— START OF PROVIDED TEXT —

A simple visual analysis performed on the basis of four velocity components offers a clear indication of the spatial pattern of deformation exhibited by the right-bank landslide, which in particular seems to assume roto-translational movement, with a predominant vertical pattern in the main scarp and high values of the east‒west component in the body.

In addition to the simple use of mean annual velocities, landslide analysis can frequently take advantage of the information provided by the displacement time series, which represents the most advanced product of any multitemporal InSAR processing, providing the deformation history of the measured point by acquisition, with millimetric precision. Displacement time series are necessary for studying the kinematics of a phenomenon because they show possible seasonal trends, nonlinear movements, ground acceleration, and any change that may have occurred during the monitoring period.

— END OF PROVIDED TEXT —

◆ WORK TO DO
1. Answer these questions using the passage on landslide monitoring:
(a) How many velocity components did the visual analysis use?
(b) What kind of movement does the right-bank landslide seem to show?
(c) How precise is the deformation history that displacement time series provide?
2. According to the passage on landslide monitoring, why are displacement time series needed to study how a landslide moves? Answer in one to three sentences.
3. Say whether each statement agrees with the passage on landslide monitoring. Answer yes or no and quote the words that decide it.
(a) The main scarp shows a mostly horizontal pattern of movement.
(b) The body of the landslide shows high east–west values.
(c) Displacement time series are the most advanced product of multitemporal InSAR processing.
The lines after this passage come from a separate source.

— START OF GIVEN MATERIAL —

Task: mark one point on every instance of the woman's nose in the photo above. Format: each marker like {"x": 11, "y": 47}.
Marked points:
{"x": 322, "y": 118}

— END OF GIVEN MATERIAL —

◆ ANSWERS FOR THE EXERCISE
1.
(a) Four.
(b) Roto-translational movement.
(c) Millimetric precision.

2. They are needed because they reveal possible seasonal trends, nonlinear movements, ground acceleration, and any change during the monitoring period.

3.
(a) No: "with a predominant vertical pattern in the main scarp"
(b) Yes: "high values of the east‒west component in the body"
(c) Yes: "represents the most advanced product of any multitemporal InSAR processing"